### Written request
Recast the rows below as a JSON list of strings, one string for each line and blank lines omitted. Cover only the part that opens with the first line of the rows and closes with the line containing "<point>141,154</point>" (both ends included).

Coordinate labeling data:

┄┄┄┄┄┄

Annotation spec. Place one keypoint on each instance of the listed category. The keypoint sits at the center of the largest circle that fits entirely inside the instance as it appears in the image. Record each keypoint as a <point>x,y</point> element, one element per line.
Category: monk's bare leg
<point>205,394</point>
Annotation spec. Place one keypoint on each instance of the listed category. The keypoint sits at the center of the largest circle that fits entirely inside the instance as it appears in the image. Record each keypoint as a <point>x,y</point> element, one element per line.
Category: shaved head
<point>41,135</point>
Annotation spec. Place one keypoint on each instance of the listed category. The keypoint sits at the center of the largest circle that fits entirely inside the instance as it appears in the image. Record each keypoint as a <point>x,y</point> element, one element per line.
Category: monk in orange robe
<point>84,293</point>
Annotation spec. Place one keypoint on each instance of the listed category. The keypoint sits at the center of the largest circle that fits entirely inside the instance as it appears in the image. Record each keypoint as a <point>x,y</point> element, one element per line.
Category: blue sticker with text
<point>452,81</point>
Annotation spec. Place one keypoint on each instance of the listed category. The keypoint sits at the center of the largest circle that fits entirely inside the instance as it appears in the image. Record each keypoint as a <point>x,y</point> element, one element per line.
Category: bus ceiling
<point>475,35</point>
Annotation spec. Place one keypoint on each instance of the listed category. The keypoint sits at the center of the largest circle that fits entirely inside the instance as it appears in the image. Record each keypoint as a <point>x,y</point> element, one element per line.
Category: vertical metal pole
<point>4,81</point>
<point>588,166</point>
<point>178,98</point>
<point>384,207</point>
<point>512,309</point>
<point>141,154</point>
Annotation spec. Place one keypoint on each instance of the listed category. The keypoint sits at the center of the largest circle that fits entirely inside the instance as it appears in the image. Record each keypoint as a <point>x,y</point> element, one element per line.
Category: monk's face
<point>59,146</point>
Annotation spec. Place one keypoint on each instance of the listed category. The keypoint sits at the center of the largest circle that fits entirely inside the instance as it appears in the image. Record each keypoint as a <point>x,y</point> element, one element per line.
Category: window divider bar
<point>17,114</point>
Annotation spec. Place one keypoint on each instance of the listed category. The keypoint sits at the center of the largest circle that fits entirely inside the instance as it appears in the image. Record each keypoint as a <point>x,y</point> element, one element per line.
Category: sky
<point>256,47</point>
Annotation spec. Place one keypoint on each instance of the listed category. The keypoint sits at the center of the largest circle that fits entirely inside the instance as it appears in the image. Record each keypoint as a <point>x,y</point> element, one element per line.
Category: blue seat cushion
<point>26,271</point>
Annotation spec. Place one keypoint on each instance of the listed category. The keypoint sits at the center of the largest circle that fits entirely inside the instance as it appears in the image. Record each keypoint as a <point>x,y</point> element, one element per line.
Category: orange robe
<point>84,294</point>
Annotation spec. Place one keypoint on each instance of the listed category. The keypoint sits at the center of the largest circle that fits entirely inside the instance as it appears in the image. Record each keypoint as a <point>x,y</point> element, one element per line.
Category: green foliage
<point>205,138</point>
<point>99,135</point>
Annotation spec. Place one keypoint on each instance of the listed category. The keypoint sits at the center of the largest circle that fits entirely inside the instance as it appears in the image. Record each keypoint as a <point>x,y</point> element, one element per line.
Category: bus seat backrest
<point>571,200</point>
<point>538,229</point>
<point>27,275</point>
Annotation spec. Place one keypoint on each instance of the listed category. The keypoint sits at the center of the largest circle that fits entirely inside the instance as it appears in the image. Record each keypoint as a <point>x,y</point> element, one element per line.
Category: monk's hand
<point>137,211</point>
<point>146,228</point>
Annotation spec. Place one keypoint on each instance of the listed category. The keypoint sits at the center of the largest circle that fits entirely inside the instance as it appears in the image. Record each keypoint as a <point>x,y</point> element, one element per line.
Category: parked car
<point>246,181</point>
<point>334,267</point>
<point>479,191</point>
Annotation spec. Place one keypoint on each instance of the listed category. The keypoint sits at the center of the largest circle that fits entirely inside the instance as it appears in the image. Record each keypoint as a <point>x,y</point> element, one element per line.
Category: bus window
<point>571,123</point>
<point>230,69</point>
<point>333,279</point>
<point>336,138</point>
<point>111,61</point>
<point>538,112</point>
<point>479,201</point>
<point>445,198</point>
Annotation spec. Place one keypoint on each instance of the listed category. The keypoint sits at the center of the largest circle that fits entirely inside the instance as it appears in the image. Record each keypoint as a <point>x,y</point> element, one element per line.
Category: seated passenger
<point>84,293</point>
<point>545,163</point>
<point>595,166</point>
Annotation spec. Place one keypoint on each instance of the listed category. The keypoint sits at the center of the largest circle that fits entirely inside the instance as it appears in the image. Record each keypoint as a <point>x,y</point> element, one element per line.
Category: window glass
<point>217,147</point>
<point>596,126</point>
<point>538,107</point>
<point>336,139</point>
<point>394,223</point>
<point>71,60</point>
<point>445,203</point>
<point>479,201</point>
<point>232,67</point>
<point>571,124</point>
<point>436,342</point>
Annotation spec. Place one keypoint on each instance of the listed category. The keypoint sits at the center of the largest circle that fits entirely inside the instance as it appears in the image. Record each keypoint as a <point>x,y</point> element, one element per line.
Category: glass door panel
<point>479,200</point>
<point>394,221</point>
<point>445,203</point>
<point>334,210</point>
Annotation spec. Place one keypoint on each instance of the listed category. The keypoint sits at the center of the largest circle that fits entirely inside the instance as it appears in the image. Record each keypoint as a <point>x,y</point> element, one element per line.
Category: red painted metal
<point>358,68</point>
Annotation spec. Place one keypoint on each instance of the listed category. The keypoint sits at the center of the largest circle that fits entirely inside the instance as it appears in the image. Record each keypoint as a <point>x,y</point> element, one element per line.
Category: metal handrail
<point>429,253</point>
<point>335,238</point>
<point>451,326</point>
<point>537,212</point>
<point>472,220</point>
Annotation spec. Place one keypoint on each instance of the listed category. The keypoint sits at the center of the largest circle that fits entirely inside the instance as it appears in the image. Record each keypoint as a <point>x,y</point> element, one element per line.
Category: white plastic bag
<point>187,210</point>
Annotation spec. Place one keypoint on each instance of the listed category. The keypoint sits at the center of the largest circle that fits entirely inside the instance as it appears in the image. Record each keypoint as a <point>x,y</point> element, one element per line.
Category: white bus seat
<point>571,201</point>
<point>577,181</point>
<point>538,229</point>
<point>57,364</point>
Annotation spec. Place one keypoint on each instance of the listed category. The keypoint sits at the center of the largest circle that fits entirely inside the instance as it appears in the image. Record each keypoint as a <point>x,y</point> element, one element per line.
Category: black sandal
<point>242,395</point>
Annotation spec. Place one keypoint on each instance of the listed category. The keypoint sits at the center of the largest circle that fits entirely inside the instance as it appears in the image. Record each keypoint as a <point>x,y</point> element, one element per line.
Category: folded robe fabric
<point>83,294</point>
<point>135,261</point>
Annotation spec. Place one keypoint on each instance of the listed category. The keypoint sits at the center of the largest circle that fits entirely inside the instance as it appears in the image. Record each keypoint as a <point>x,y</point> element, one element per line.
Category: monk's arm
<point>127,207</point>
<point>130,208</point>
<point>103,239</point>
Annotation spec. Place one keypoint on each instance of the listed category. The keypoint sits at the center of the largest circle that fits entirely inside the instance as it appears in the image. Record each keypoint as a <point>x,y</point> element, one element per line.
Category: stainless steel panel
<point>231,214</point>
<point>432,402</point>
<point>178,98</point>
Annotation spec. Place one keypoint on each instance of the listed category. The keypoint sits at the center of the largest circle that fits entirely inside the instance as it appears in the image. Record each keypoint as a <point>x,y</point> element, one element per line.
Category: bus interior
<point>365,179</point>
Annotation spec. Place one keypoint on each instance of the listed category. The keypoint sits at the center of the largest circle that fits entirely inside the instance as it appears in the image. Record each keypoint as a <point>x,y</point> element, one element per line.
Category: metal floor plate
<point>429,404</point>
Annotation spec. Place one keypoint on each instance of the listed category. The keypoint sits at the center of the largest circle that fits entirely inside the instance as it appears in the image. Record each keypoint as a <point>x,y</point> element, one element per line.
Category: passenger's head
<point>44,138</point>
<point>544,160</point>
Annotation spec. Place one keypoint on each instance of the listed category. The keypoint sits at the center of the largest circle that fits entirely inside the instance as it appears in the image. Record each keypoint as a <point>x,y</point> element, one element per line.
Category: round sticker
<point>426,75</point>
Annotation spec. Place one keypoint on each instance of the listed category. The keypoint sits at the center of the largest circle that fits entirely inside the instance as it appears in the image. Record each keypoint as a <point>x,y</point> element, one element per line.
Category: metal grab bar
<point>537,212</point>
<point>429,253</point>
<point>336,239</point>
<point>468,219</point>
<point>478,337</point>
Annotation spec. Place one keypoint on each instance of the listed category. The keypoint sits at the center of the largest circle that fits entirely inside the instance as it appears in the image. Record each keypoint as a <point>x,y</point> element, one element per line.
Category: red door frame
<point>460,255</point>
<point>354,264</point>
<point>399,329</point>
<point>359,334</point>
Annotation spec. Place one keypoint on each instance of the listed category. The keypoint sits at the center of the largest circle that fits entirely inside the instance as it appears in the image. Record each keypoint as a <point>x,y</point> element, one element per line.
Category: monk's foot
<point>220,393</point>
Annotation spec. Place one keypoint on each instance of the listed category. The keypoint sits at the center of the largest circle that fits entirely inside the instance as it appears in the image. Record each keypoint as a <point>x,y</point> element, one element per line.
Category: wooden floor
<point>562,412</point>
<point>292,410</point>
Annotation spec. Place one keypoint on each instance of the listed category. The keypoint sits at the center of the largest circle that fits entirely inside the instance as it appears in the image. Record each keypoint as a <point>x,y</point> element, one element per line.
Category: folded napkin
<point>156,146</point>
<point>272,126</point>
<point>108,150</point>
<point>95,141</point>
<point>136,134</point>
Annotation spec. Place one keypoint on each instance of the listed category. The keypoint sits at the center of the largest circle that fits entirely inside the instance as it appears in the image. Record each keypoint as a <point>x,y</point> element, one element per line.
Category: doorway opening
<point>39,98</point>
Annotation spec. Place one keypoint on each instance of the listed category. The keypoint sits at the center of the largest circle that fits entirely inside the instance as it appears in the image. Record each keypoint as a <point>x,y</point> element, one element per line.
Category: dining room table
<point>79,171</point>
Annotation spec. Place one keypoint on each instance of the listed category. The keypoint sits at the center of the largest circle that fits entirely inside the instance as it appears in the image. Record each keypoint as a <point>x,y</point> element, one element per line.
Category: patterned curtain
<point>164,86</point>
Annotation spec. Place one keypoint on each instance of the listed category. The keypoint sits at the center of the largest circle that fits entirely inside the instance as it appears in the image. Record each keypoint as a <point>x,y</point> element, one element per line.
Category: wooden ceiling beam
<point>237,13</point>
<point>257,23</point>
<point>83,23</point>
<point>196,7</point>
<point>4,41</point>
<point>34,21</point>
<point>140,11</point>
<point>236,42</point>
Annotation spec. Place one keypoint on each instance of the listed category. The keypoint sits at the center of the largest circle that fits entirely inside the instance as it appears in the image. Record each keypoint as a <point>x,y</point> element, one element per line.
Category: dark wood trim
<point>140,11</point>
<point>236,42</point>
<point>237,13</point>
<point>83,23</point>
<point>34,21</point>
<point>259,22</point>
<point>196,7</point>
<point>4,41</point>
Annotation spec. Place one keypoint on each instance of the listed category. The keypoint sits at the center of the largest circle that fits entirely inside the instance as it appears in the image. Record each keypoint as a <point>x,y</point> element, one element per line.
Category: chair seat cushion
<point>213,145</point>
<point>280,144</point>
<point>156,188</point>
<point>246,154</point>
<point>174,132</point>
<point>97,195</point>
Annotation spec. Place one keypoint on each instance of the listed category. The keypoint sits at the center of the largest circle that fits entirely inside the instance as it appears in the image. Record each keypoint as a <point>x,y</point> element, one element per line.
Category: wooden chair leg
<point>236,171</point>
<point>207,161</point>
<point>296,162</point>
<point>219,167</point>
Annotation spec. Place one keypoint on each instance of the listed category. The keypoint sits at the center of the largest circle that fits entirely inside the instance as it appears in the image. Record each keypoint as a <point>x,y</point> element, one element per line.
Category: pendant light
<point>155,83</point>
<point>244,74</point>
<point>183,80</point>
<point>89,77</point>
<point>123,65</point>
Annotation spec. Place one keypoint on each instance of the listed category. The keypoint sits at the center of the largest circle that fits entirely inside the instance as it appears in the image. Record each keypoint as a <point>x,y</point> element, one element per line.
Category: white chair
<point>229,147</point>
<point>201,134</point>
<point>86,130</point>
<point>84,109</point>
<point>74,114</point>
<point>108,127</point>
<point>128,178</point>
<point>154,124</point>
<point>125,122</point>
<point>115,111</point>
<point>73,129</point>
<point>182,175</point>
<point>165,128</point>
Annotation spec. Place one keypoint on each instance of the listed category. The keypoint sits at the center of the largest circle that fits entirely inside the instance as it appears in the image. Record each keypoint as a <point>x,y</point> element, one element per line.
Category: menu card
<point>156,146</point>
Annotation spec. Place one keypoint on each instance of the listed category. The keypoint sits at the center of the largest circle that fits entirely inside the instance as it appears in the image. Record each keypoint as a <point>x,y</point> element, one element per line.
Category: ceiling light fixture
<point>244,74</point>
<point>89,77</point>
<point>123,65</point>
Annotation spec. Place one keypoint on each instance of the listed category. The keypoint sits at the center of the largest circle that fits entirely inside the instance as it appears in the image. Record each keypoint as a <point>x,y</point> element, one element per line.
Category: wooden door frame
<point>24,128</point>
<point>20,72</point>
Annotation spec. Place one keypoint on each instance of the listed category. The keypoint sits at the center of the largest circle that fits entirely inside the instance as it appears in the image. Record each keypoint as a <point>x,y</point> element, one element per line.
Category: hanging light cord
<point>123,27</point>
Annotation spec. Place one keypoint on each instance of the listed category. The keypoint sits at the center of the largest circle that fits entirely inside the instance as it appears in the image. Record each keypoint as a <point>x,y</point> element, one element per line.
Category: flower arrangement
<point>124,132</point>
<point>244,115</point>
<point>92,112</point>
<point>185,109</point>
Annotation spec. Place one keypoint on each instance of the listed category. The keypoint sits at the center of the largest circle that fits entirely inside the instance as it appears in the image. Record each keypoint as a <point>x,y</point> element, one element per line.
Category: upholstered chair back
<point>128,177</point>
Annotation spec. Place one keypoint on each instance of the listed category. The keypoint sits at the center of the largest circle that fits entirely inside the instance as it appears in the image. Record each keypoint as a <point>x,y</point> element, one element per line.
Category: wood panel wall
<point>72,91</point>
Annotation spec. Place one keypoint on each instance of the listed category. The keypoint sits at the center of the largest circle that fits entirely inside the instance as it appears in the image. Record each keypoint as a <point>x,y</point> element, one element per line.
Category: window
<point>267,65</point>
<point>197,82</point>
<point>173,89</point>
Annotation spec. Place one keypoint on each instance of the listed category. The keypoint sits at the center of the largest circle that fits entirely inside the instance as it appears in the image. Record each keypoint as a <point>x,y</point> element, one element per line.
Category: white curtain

┄┄┄┄┄┄

### Solution
[
  "Annotation spec. Place one keypoint on each instance of the listed category. The keypoint sits at the center of the largest circle that fits entirely inside the instance as it appears in the image. Record each keypoint as a <point>x,y</point> element, one element per line.",
  "Category: monk's bare leg",
  "<point>205,394</point>",
  "Annotation spec. Place one keypoint on each instance of the listed category. The keypoint sits at the center of the largest circle that fits entirely inside the instance as it appears in the image. Record each keypoint as a <point>x,y</point> element, one element per line.",
  "Category: shaved head",
  "<point>41,135</point>",
  "Annotation spec. Place one keypoint on each instance of the listed category. The keypoint sits at the center of the largest circle that fits entirely inside the instance as it appears in the image. Record each keypoint as a <point>x,y</point> element, one element per line.",
  "Category: monk in orange robe",
  "<point>84,293</point>",
  "Annotation spec. Place one keypoint on each instance of the listed category. The keypoint sits at the center of the largest circle that fits entirely inside the instance as it appears in the image. Record each keypoint as a <point>x,y</point> element, one element per line.",
  "Category: blue sticker with text",
  "<point>452,81</point>",
  "Annotation spec. Place one keypoint on each instance of the listed category. The keypoint sits at the center of the largest circle that fits entirely inside the instance as it appears in the image. Record each keypoint as a <point>x,y</point> element, one element per line.",
  "Category: bus ceiling",
  "<point>475,35</point>",
  "Annotation spec. Place one keypoint on each instance of the listed category. The keypoint sits at the center of the largest circle that fits entirely inside the instance as it appears in the image. Record each keypoint as a <point>x,y</point> element, one element per line.",
  "Category: vertical metal pole",
  "<point>4,81</point>",
  "<point>588,166</point>",
  "<point>178,98</point>",
  "<point>384,207</point>",
  "<point>512,309</point>",
  "<point>141,154</point>"
]